**BRIEF:** Go through the entries below and work out how many lines include "target"; give only that number.

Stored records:

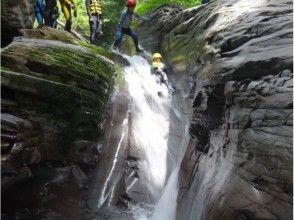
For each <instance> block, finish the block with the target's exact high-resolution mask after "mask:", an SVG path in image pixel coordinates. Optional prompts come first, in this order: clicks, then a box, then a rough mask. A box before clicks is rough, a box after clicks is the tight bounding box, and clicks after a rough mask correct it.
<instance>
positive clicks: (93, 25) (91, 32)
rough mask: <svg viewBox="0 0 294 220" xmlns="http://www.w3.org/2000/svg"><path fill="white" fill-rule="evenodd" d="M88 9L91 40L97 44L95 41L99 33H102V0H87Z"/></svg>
mask: <svg viewBox="0 0 294 220" xmlns="http://www.w3.org/2000/svg"><path fill="white" fill-rule="evenodd" d="M86 9H87V14H88V16H89V25H90V32H91V35H90V42H91V44H95V41H96V40H97V39H98V37H99V35H101V34H102V31H101V29H102V17H101V14H102V9H101V3H100V0H86Z"/></svg>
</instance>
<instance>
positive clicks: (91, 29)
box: [89, 16, 96, 44]
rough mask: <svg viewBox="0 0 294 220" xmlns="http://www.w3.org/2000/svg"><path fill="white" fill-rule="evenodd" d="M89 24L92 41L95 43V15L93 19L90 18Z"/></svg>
mask: <svg viewBox="0 0 294 220" xmlns="http://www.w3.org/2000/svg"><path fill="white" fill-rule="evenodd" d="M89 25H90V43H91V44H93V43H94V41H95V29H96V20H95V16H92V20H89Z"/></svg>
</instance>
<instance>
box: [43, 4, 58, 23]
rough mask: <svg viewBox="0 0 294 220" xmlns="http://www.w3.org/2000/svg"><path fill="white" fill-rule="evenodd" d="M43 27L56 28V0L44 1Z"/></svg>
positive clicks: (56, 21)
mask: <svg viewBox="0 0 294 220" xmlns="http://www.w3.org/2000/svg"><path fill="white" fill-rule="evenodd" d="M45 2H46V8H45V15H44V20H45V25H46V26H48V27H52V28H57V18H58V17H59V10H58V7H57V0H45Z"/></svg>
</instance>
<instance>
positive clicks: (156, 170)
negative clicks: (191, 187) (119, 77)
mask: <svg viewBox="0 0 294 220" xmlns="http://www.w3.org/2000/svg"><path fill="white" fill-rule="evenodd" d="M128 60H129V62H130V63H131V66H130V67H126V68H125V72H126V75H125V79H126V82H127V86H128V90H129V94H130V96H131V98H132V104H131V105H132V110H131V111H132V120H133V128H132V129H133V134H134V141H135V145H136V146H137V147H138V148H140V150H141V151H142V152H143V154H144V156H143V157H142V160H141V161H140V163H139V165H140V170H142V171H143V172H144V176H143V177H142V178H143V181H144V182H145V183H148V184H147V185H146V187H147V188H148V190H149V191H150V193H151V195H152V196H153V197H154V198H155V199H158V195H159V193H160V192H161V191H162V189H163V187H164V184H165V180H166V172H167V167H166V166H167V161H166V160H167V152H168V146H167V141H168V133H169V126H170V125H169V108H170V103H171V96H170V94H169V91H168V89H167V87H166V86H165V85H159V84H158V83H157V82H156V76H154V75H152V74H151V72H150V66H149V64H148V62H147V61H146V60H145V59H143V58H142V57H139V56H134V57H128ZM159 93H160V94H161V95H160V96H159V95H158V94H159Z"/></svg>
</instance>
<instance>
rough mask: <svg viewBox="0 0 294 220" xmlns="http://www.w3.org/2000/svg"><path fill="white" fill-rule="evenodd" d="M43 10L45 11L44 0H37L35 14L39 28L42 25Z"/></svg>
mask: <svg viewBox="0 0 294 220" xmlns="http://www.w3.org/2000/svg"><path fill="white" fill-rule="evenodd" d="M44 12H45V2H44V0H37V1H36V3H35V16H36V19H37V22H38V28H41V27H43V25H44Z"/></svg>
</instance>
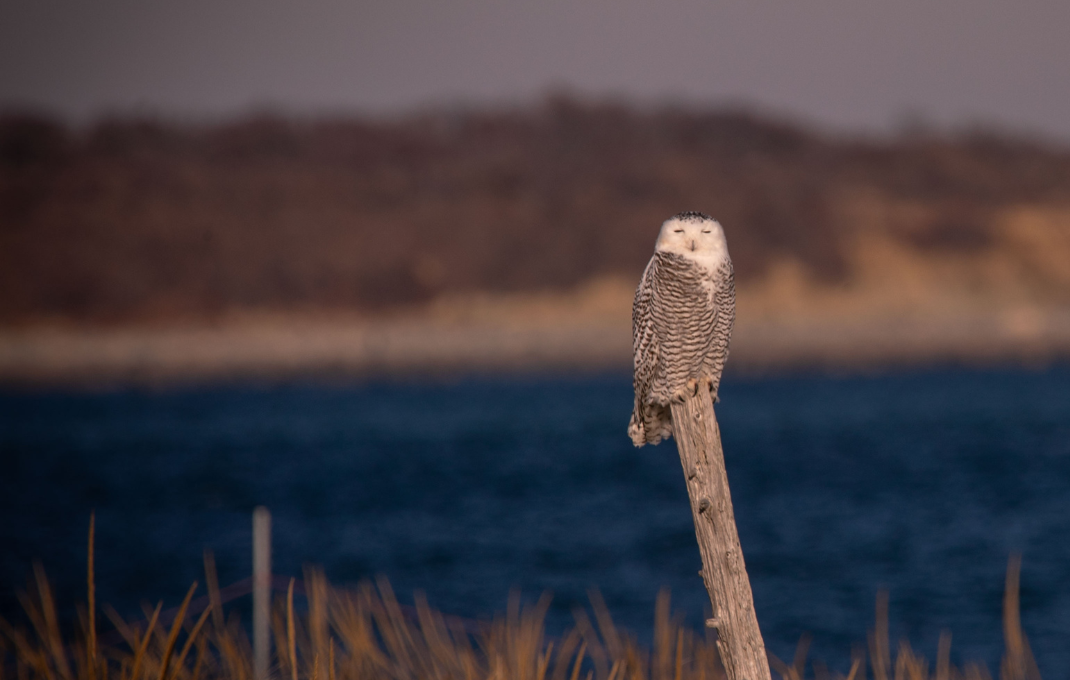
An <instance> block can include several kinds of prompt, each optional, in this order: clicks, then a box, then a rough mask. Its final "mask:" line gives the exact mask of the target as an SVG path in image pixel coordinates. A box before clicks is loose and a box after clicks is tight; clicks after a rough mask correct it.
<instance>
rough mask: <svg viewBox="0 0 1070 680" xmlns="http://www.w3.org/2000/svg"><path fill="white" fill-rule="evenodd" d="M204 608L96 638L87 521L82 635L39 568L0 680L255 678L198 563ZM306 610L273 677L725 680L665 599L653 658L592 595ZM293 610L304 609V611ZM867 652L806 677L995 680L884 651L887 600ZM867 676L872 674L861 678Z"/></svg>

**FINISHED EXERCISE:** 2